State how many lines of the records below contain the string "metal". Matches must have the same case, and the reply is the number alone.

───── Records shown

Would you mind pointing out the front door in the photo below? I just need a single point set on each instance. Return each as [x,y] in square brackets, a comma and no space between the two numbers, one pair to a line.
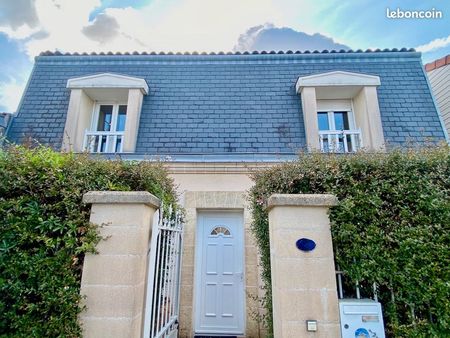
[219,280]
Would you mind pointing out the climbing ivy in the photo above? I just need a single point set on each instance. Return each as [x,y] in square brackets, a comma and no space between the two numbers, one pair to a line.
[391,228]
[45,232]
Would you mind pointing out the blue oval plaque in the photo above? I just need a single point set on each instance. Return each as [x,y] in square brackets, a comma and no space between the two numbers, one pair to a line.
[305,244]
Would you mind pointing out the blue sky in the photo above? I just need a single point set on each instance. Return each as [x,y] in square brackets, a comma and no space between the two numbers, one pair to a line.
[28,27]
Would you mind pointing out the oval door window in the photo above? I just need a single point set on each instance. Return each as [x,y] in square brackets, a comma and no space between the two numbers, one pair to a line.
[220,230]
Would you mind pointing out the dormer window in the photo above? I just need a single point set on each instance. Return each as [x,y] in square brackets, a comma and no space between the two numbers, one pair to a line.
[104,113]
[106,134]
[341,112]
[337,132]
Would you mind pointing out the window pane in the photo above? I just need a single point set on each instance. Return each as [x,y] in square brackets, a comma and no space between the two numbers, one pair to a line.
[323,121]
[121,117]
[104,118]
[341,120]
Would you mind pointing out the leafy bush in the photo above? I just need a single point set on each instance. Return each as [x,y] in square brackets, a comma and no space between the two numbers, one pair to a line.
[45,232]
[391,227]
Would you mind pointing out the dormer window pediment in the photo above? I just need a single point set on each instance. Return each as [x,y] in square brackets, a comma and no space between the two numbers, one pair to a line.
[108,81]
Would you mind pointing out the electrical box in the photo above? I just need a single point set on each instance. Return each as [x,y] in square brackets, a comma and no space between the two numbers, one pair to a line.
[361,318]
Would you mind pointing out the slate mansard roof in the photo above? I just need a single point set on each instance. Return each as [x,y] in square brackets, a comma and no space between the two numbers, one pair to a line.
[229,104]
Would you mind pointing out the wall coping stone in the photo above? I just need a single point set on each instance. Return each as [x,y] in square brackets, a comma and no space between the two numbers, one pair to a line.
[310,200]
[121,197]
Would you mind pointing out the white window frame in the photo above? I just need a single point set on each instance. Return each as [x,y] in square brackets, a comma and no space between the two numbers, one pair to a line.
[333,134]
[111,136]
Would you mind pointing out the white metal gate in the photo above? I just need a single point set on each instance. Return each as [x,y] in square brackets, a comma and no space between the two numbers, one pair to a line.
[164,269]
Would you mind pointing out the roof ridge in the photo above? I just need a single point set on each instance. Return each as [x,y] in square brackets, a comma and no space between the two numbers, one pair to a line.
[325,51]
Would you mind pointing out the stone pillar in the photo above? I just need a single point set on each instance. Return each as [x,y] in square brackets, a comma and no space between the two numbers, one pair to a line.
[114,280]
[303,283]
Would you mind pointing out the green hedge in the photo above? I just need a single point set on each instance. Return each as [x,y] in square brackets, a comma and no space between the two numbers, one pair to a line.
[45,232]
[391,227]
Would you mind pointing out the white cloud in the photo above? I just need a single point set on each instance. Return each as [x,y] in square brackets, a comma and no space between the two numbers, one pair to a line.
[162,25]
[18,18]
[10,94]
[434,44]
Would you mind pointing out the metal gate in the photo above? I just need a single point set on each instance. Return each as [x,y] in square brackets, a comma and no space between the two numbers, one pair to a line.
[164,269]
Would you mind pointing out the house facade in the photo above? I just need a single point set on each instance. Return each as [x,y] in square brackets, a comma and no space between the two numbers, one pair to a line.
[214,118]
[438,73]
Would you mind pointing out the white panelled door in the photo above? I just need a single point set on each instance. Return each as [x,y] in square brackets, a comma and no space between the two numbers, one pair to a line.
[219,277]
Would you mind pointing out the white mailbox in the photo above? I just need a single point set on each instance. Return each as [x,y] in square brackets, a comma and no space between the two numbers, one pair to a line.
[361,318]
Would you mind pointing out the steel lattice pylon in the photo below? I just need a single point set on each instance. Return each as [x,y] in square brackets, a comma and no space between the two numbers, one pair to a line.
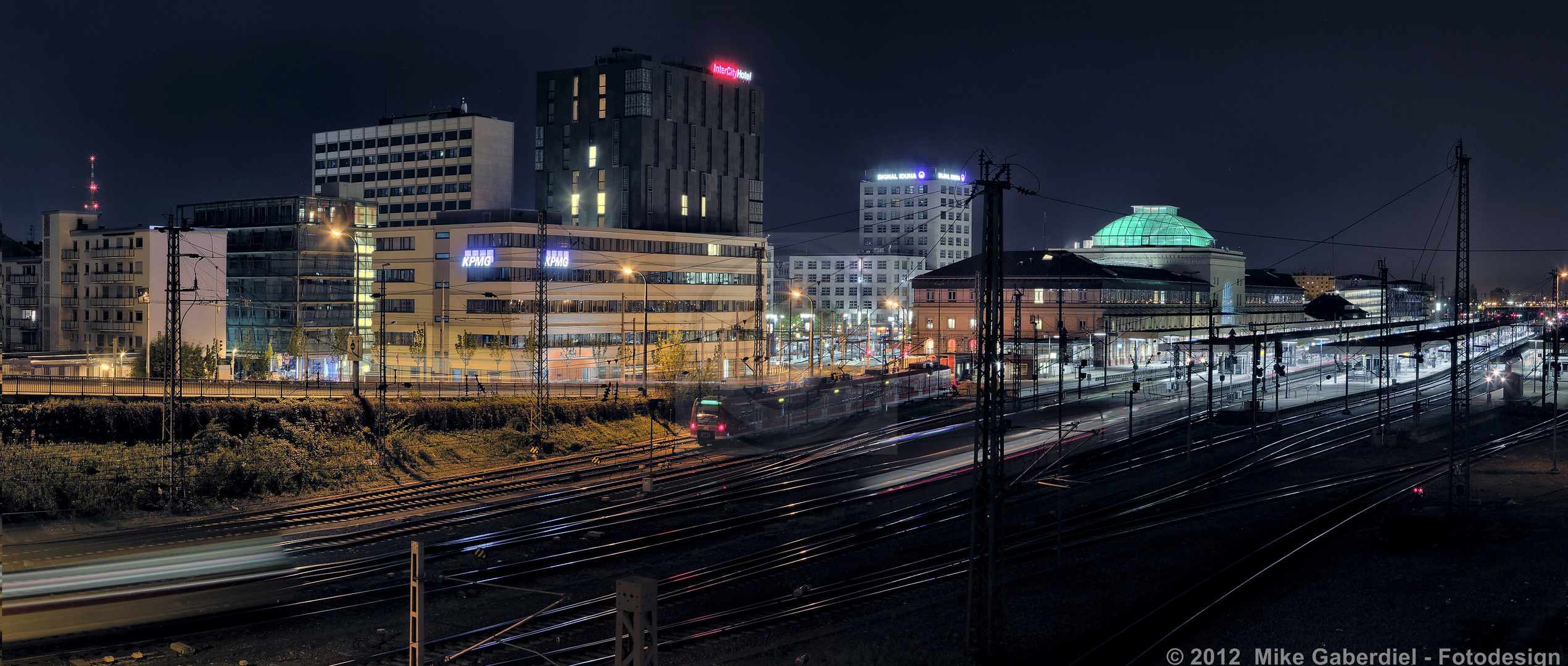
[985,540]
[1460,348]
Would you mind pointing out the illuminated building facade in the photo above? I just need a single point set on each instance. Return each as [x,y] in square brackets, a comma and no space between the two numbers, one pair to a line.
[916,210]
[462,298]
[416,166]
[629,143]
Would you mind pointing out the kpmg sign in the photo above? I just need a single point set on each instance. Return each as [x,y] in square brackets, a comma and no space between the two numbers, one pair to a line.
[479,258]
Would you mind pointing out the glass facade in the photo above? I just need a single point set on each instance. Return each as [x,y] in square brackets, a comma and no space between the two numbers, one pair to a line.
[300,262]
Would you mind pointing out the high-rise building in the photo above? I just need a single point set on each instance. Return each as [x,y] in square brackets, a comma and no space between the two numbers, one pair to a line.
[297,265]
[918,212]
[102,290]
[656,146]
[415,166]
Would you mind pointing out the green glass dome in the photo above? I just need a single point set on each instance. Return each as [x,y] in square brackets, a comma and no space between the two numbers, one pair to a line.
[1153,224]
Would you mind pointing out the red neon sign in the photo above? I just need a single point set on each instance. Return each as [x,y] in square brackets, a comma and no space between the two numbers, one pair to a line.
[729,71]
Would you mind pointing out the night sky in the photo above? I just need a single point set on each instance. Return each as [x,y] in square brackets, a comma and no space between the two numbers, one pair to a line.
[1288,125]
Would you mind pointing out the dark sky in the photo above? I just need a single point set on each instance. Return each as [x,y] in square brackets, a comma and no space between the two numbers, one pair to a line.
[1288,125]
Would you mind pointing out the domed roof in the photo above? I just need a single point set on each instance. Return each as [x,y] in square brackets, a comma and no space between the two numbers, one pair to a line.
[1153,224]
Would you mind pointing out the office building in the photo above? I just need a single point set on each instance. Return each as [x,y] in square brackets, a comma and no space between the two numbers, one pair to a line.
[460,298]
[916,210]
[852,290]
[415,166]
[1106,309]
[629,143]
[295,264]
[19,265]
[102,292]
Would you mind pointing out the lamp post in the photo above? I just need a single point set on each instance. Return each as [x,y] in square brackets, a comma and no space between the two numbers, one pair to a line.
[648,482]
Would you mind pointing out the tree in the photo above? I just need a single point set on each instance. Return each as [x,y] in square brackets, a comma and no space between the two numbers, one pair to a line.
[297,352]
[416,345]
[497,347]
[468,343]
[670,355]
[196,361]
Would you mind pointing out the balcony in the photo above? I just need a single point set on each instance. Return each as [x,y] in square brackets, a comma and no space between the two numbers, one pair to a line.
[117,276]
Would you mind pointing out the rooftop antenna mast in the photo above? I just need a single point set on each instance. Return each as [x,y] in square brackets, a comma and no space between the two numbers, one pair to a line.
[91,204]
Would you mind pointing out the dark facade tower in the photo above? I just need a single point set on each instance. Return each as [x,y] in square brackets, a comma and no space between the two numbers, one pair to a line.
[662,146]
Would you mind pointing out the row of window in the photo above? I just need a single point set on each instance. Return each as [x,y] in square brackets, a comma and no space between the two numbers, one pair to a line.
[839,290]
[615,245]
[416,190]
[394,157]
[422,207]
[883,215]
[496,306]
[852,278]
[397,175]
[384,141]
[857,264]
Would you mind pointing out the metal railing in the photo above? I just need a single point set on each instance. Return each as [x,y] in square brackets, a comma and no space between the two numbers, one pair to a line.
[104,253]
[115,276]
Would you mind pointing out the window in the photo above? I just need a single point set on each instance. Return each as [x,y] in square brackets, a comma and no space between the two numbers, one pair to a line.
[391,244]
[396,274]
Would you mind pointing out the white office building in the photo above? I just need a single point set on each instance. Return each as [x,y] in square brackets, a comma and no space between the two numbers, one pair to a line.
[416,166]
[852,289]
[918,212]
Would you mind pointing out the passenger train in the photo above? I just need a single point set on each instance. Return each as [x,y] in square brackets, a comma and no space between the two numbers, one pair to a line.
[749,411]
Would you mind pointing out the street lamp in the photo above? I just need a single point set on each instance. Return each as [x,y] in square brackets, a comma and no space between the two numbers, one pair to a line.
[648,482]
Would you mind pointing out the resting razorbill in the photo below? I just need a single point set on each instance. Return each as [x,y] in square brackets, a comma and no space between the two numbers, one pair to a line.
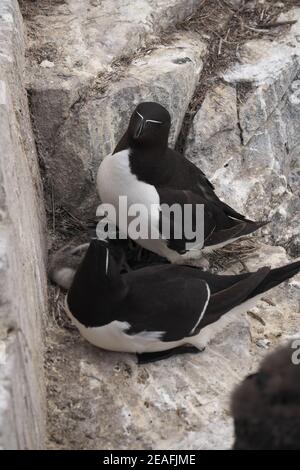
[158,308]
[144,169]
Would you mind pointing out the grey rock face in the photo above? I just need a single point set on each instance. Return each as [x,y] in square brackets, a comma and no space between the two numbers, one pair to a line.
[22,271]
[72,45]
[168,75]
[246,135]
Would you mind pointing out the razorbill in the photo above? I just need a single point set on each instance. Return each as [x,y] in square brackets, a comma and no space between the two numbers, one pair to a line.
[143,168]
[266,406]
[158,308]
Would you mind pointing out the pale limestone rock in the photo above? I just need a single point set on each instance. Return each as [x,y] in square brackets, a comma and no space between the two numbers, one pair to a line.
[259,102]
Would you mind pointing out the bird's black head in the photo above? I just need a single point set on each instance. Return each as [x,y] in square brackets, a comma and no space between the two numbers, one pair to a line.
[149,124]
[98,285]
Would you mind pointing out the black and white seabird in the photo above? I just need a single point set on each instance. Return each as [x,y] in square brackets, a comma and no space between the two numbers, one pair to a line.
[266,406]
[158,308]
[143,168]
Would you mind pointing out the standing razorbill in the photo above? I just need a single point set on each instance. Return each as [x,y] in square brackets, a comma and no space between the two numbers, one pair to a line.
[266,405]
[158,308]
[147,171]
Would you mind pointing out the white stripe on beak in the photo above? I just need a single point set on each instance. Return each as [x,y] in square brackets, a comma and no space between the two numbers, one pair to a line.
[155,122]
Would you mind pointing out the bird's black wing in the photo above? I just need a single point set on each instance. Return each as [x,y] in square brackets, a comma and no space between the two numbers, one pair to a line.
[240,290]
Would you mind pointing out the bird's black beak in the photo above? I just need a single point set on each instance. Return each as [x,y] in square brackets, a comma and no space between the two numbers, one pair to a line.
[139,128]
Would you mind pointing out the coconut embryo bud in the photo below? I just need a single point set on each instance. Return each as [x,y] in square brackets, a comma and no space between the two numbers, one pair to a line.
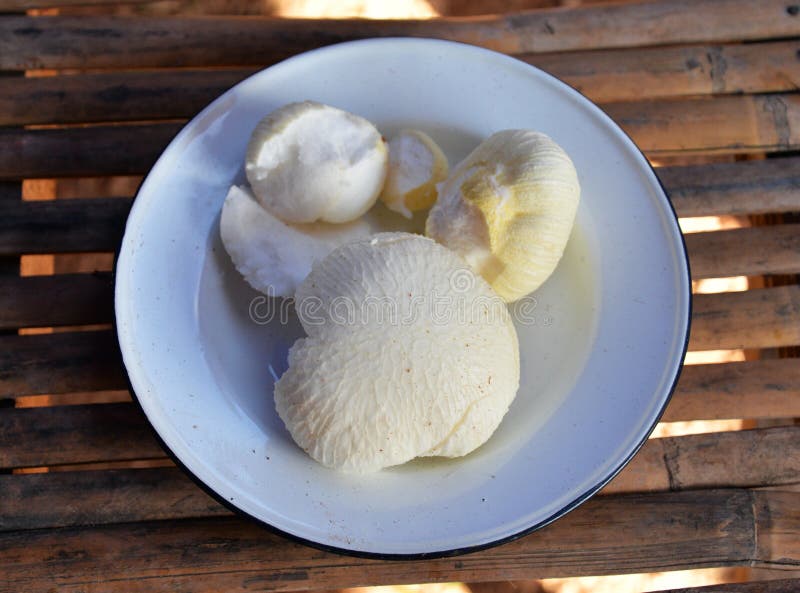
[381,378]
[309,162]
[508,210]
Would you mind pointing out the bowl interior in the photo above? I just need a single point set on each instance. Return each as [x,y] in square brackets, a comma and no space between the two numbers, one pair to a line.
[601,342]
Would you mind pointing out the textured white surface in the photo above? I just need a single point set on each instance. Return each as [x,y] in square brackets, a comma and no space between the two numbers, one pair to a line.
[599,347]
[381,378]
[307,162]
[275,257]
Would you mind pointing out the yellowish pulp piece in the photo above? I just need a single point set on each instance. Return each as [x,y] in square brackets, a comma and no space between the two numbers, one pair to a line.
[416,166]
[508,210]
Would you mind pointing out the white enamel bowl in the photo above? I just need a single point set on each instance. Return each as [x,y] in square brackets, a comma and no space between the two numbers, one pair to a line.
[601,342]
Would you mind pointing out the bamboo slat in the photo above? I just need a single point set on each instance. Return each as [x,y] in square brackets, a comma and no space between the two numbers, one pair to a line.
[85,361]
[751,389]
[114,42]
[764,457]
[44,301]
[74,299]
[607,535]
[729,124]
[776,586]
[624,75]
[745,252]
[742,188]
[761,318]
[604,76]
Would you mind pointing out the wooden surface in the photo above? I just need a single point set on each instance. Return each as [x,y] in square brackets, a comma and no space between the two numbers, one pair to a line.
[88,499]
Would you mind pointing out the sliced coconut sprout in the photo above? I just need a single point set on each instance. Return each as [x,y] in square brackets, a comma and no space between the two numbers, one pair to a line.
[416,165]
[508,210]
[385,376]
[275,257]
[309,162]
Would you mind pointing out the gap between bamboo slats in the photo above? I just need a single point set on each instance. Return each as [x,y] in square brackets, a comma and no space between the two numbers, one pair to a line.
[726,124]
[75,225]
[755,389]
[607,535]
[604,76]
[86,361]
[90,433]
[83,299]
[763,457]
[776,586]
[114,42]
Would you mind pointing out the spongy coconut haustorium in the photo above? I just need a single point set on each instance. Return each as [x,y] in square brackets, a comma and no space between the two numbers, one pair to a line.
[372,387]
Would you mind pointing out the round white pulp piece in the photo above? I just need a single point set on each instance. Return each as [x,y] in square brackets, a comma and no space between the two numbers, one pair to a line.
[381,377]
[309,162]
[275,257]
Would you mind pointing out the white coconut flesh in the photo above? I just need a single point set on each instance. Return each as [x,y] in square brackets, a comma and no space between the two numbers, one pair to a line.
[273,256]
[383,376]
[309,162]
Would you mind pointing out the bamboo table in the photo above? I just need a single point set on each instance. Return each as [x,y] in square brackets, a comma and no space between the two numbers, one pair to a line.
[712,83]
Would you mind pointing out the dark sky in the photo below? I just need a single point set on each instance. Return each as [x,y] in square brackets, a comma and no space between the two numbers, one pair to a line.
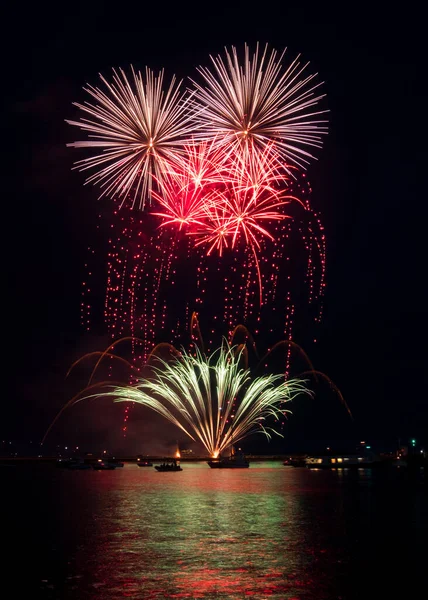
[368,183]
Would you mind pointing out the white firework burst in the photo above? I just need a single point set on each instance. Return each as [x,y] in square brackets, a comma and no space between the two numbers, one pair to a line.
[139,129]
[251,105]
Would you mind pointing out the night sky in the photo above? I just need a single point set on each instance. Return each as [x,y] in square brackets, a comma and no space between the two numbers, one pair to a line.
[368,184]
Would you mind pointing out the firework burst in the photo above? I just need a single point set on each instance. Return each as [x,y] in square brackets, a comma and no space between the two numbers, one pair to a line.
[138,130]
[247,106]
[213,399]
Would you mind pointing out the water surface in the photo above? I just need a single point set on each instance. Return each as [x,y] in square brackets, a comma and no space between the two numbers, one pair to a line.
[267,532]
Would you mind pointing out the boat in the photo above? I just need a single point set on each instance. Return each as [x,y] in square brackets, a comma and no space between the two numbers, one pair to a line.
[342,461]
[169,465]
[236,460]
[295,461]
[143,462]
[76,464]
[104,465]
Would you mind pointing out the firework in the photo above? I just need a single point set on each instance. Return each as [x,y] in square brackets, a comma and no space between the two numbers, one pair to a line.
[249,105]
[213,399]
[137,129]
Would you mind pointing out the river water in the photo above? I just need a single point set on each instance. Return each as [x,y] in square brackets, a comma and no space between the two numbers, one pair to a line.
[267,532]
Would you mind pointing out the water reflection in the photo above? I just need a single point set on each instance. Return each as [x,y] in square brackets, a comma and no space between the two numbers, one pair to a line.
[265,532]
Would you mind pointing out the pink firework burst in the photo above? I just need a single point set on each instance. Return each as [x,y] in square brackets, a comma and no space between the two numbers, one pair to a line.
[255,102]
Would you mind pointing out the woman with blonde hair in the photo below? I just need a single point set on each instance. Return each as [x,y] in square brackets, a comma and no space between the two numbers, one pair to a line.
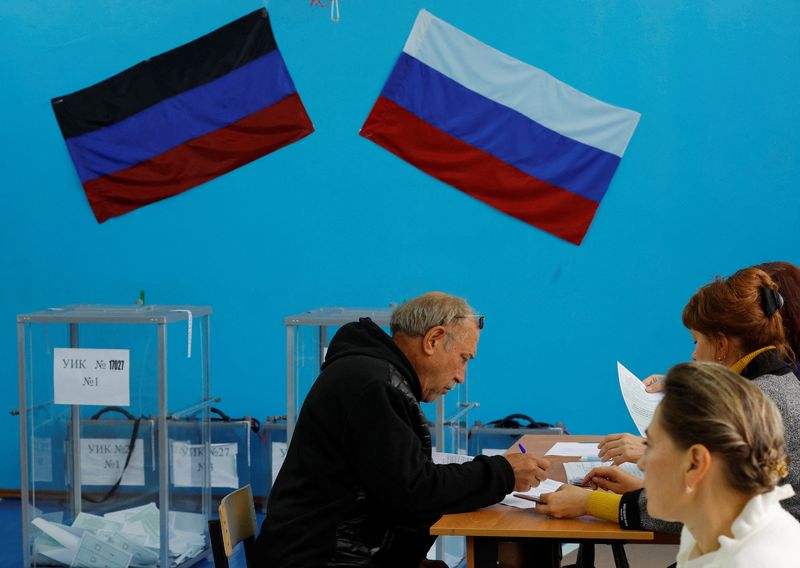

──────────

Output:
3